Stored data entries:
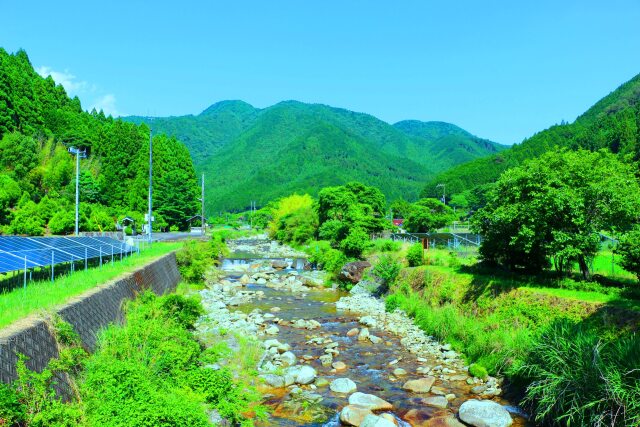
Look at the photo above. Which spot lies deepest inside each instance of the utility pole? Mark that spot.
(444, 200)
(149, 219)
(78, 153)
(202, 212)
(251, 215)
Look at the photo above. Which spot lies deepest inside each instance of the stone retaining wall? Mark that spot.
(87, 313)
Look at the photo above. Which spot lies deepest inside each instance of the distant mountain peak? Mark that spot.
(229, 105)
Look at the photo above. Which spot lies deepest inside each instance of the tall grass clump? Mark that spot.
(494, 347)
(151, 371)
(577, 378)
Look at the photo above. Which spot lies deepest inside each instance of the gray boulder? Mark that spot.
(343, 385)
(484, 413)
(352, 272)
(369, 401)
(376, 421)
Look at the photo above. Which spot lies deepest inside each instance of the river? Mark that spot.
(327, 330)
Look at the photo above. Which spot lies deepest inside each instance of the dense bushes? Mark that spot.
(577, 378)
(326, 257)
(150, 372)
(629, 250)
(387, 269)
(415, 255)
(196, 256)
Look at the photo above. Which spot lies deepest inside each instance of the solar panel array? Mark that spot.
(18, 253)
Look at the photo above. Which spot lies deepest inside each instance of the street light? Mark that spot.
(201, 199)
(444, 200)
(149, 217)
(79, 154)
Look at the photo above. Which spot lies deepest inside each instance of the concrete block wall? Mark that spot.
(87, 313)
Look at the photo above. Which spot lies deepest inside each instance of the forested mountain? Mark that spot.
(260, 154)
(38, 122)
(613, 123)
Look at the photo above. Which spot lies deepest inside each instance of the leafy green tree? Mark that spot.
(356, 242)
(63, 222)
(555, 207)
(26, 220)
(428, 215)
(9, 195)
(415, 255)
(629, 249)
(348, 214)
(400, 208)
(18, 154)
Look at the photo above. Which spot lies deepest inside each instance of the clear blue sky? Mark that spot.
(500, 69)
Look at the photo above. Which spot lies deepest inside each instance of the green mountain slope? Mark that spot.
(260, 154)
(450, 144)
(613, 123)
(39, 122)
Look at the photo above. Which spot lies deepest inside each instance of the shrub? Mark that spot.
(415, 255)
(326, 257)
(12, 410)
(629, 250)
(194, 258)
(387, 269)
(185, 311)
(386, 245)
(355, 243)
(576, 378)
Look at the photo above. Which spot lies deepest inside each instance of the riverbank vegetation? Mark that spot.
(153, 370)
(150, 371)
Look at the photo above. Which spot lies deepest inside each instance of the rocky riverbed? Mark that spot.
(331, 358)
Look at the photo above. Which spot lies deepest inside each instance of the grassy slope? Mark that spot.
(19, 303)
(493, 316)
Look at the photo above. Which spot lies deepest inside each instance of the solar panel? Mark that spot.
(18, 253)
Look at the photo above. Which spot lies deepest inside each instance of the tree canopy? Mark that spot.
(555, 207)
(38, 122)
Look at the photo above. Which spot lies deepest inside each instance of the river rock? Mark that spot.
(300, 375)
(368, 321)
(321, 382)
(352, 272)
(354, 415)
(275, 381)
(343, 385)
(288, 358)
(353, 332)
(435, 402)
(339, 366)
(425, 420)
(272, 330)
(423, 385)
(374, 339)
(484, 413)
(399, 372)
(376, 421)
(279, 264)
(326, 359)
(369, 401)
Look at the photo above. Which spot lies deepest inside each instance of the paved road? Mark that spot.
(170, 236)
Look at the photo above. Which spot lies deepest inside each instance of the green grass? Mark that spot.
(43, 295)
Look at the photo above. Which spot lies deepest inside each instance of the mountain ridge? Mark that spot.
(230, 132)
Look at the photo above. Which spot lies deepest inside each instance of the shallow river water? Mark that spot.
(369, 365)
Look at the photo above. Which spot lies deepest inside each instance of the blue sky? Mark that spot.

What you should do -> Retype each line above exactly and leave out any picture.

Solution to the problem ->
Look at the photo above. Which spot lies deepest inside each instance of the utility pole? Mark that spot.
(444, 200)
(149, 219)
(78, 153)
(202, 212)
(251, 215)
Look at the photo above. Which spot lies deepest inside each instance of the stone retaining wall? Mark that spot.
(87, 313)
Look at the photo above. Which spot lies deepest inside each instance of the distant mountain peak? Mark that spot.
(229, 105)
Look at the photo above. Which spot lies deepest inside each instance of the tall grass clump? Mark that spot.
(494, 347)
(151, 371)
(577, 378)
Look at the photo above. Which spot lies deepest inside each instance of the gray boulder? Mark that spot.
(343, 385)
(484, 413)
(352, 272)
(369, 401)
(376, 421)
Look at the photo above. Which spot lies deepest inside each instance of the river? Mark that spot.
(327, 330)
Look at the photo above. Which spot lies deepest inside each instance of the dense bushes? Mark that spot.
(577, 378)
(326, 257)
(150, 372)
(629, 250)
(387, 269)
(415, 255)
(196, 256)
Look at the photo above. Which spot lies deepest inside each instance of the solar panel array? Mark that spot.
(18, 253)
Look at the photo above. Which spot lies deepest inside each instance of the street light? Mark that spot.
(201, 199)
(444, 200)
(149, 217)
(79, 154)
Look at the photo above. Which spot lies deepest inside each instance of the concrete block wall? Mark that spot.
(87, 313)
Look at the photo above. Which spot lies deepest inside each instance of the forested mountain? Mark that spot.
(260, 154)
(38, 122)
(613, 123)
Look at the photo above. Which spot lies deepest inside each instance of the leafy green tree? Mark that spot.
(356, 242)
(63, 222)
(555, 207)
(26, 220)
(428, 215)
(9, 195)
(415, 255)
(629, 249)
(348, 214)
(400, 208)
(18, 154)
Look at the photo above. Which spot lies deepest inside each instance of the clear blue sky? Mark that spot.
(500, 69)
Look at the photo above. Which spot lies deepest inside each instance of the green mountain slope? Mark that spot.
(260, 154)
(450, 144)
(613, 123)
(39, 122)
Look at the photo above. Which spot lies deepest inside each instance of the shrub? Mark that spot.
(415, 255)
(326, 257)
(12, 410)
(629, 250)
(194, 258)
(387, 269)
(185, 311)
(386, 245)
(355, 243)
(576, 378)
Look at the photo above. Which spot lies deepest inside each instance of the riverbank vegetation? Mark that spot.
(153, 370)
(150, 371)
Look at the photo above. Which spot lies deepest inside each instance of the rocky riverbed? Mark that spot.
(331, 358)
Look at the photo above. Which spot lies deepest inside each instance of the grassy slope? Mark that spot.
(19, 303)
(493, 316)
Look at the photo above. Which spot lies deepest inside each instance of the solar panel? Mark that spot.
(18, 253)
Look at the photo above. Which spot lies deepest inside each instance of the tree canopy? Mark that spot.
(555, 207)
(38, 122)
Look at the photo above. Which spot lies deepest inside each instance of the river rock? Mark that spot.
(300, 375)
(368, 321)
(321, 382)
(352, 272)
(354, 415)
(275, 381)
(343, 385)
(288, 358)
(353, 332)
(435, 402)
(339, 366)
(425, 420)
(272, 330)
(423, 385)
(374, 339)
(484, 413)
(399, 372)
(376, 421)
(279, 264)
(326, 359)
(369, 401)
Look at the photo above. Which spot lies deepest inside each instance of the paved road? Mark that spot.
(170, 236)
Look at the photo above. Which spot lies deepest inside each instance of the green grass? Mark that spot.
(43, 295)
Look at the photo above. Which spot lies deepest inside each instance of the mountain ridge? Mark that spot.
(230, 132)
Look at the photo above. Which spot lies deepest inside each instance of the shallow river water? Mark that spot.
(369, 365)
Look at the photo above. Which spot lies deepest inside each instance of the blue sky? Mark that spot.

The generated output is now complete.